Source:
__________

CocoaPods is distributed as a ruby gem; this means that installing it is pretty straightforward. Open up a Terminal window, type in the following command and hit Return:

$ [sudo] gem install cocoapods

You may have to wait for a few moments while the system installs the necessary components.

Once the command has completed and you’ve been returned to the command prompt, type in the following command:

$ pod setup

That’s all there is to installing CocoaPods. Now you’ll need a Podfile to integrate OpenCV with your project.

Using Terminal, cd to the top level directory of the starter project; this is the directory where OpenCVTutorial.xcodeproj lives.

To verify this, type ls and hit Return at the command prompt; you should see some output as shown below:

$ ls
OpenCVTutorial			OpenCVTutorial.xcodeproj

Fire up your favorite text editor and create a file named Podfile in this directory.

Add the following line of code to Podfile:

pod 'OpenCV'

Save Podfile and exit back to the command shell. Then type the following command and hit Return:

$ pod

After a few moments, you should see some log statements indicating that the necessary dependencies have been analyzed and downloaded and that OpenCV is installed and ready to use.

Note: If you run the pod command and receive the following text: “Pull is not possible because you have unmerged files.” – do not panic. Check out this helpful blog post here from the Cocoapods team and follow their instructions.

An example shell session is indicated below:


Type ls again at the command prompt; you should see the list of files below:

$ ls
OpenCVTutorial			Podfile
OpenCVTutorial.xcodeproj	Podfile.lock
OpenCVTutorial.xcworkspace	Pods

OpenCVTutorial.xcworkspace is a new file — what does it do?

Xcode provides workspaces as organizational tools to help you manage multiple, interdependent projects. Each project in a workspace has its own separate identity — even while sharing common libraries with other projects across the entire workspace.

Note: From now on, do as the warning in the screenshot above indicates: always work in the workspace (OpenCVTutorial.xcworkspace), and not in the normal project. Our Cocoapods tech talk covers why should do this and what happens when you don’t. Are you convinced yet that you should watch it? You can watch it over here ;].

Open OpenCVTutorial.xcworkspace in Xcode by double-clicking on the file in the Finder.

Note: If you’re a command-line junkie, you can also open the workspace via the following shell command:

$ open OpenCVTutorial.xcworkspace

Once you have the workspace open in Xcode, take a look at the Navigator. You’ll see the following two projects which are now part of the workspace:


The first project — OpenCVTutorial — is the original starter project that you just downloaded.

The second project — Pods — contains the OpenCV SDK; CocoaPods added this to the workspace for you.

The OpenCV CocoaPod takes care of linking most of the iOS Frameworks required for working with Augmented Reality, including AVFoundation, Accelerate, AssetsLibrary, CoreImage, CoreMedia, CoreVideo and QuartzCore.

However, this list doesn’t contain any Frameworks that support sound effects. You’ll add these yourself.

__________

(Location identification items)
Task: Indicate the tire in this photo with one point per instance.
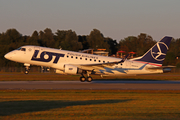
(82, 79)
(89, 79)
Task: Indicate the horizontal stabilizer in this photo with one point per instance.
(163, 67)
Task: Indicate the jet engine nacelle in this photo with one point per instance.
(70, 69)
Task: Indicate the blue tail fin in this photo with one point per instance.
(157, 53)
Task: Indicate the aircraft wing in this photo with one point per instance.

__________

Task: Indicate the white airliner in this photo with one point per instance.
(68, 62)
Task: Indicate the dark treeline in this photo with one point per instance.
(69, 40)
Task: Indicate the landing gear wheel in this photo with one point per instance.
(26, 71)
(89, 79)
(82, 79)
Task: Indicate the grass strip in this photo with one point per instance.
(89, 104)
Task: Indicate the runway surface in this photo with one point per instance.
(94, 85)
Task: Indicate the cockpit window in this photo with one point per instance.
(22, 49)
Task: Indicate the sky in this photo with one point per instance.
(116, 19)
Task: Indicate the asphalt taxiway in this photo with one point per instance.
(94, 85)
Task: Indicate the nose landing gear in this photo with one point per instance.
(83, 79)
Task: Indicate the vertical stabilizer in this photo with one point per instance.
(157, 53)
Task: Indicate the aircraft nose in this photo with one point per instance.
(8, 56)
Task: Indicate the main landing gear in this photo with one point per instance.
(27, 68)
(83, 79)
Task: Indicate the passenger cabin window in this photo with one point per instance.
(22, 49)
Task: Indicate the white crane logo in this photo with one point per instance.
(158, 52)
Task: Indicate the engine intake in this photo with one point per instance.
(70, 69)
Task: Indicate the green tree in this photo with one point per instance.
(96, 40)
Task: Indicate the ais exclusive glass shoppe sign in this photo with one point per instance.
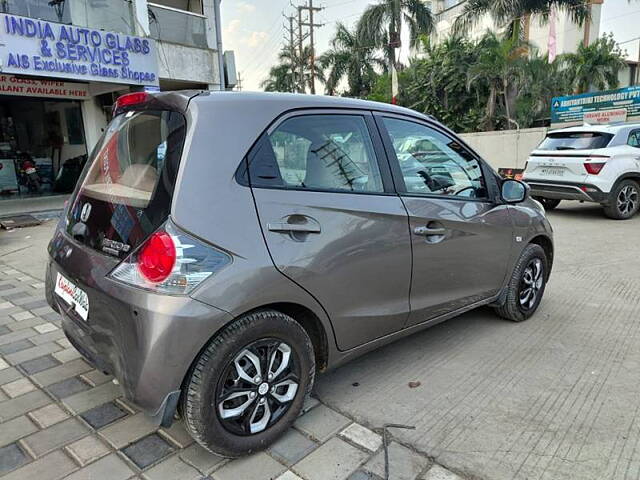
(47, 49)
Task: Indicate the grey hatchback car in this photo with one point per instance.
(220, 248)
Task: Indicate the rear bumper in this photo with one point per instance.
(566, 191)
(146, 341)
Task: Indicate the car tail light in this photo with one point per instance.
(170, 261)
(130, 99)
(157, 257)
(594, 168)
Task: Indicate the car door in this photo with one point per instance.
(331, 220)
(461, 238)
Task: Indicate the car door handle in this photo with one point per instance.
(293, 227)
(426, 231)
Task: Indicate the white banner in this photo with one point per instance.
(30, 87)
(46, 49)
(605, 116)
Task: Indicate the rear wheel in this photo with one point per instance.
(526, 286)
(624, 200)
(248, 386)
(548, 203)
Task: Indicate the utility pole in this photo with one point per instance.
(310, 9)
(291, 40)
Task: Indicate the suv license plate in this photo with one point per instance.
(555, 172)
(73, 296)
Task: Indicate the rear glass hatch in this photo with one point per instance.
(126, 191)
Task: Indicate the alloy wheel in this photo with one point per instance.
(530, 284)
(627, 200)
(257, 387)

__________

Objectives:
**A.** For each statement, decide whether it agrees with the CocoaPods guide. Answer yes or no, and quote the deciding words of the guide. (i) CocoaPods is distributed as a ruby gem. (ii) The guide says to work in the normal project rather than the workspace. (iii) The OpenCV CocoaPod links Frameworks that support sound effects.
**B.** Answer these questions from the CocoaPods guide.
(i) What command is typed once the gem installation has completed?
(ii) To which directory should you cd in Terminal?
(iii) What does the second project, Pods, contain?
**C.** Reproduce word for word the passage of the CocoaPods guide from "Once you have" up to and including "you just downloaded.".
The data stand apart from the CocoaPods guide as separate material.

Task-by-task outputs:
**A.**
(i) Yes: "CocoaPods is distributed as a ruby gem"
(ii) No: "always work in the workspace (OpenCVTutorial.xcworkspace), and not in the normal project"
(iii) No: "this list doesn’t contain any Frameworks that support sound effects"

**B.**
(i) The command is pod setup.
(ii) You should cd to the top level directory of the starter project, where OpenCVTutorial.xcodeproj lives.
(iii) It contains the OpenCV SDK.

**C.**
Once you have the workspace open in Xcode, take a look at the Navigator. You’ll see the following two projects which are now part of the workspace:


The first project — OpenCVTutorial — is the original starter project that you just downloaded.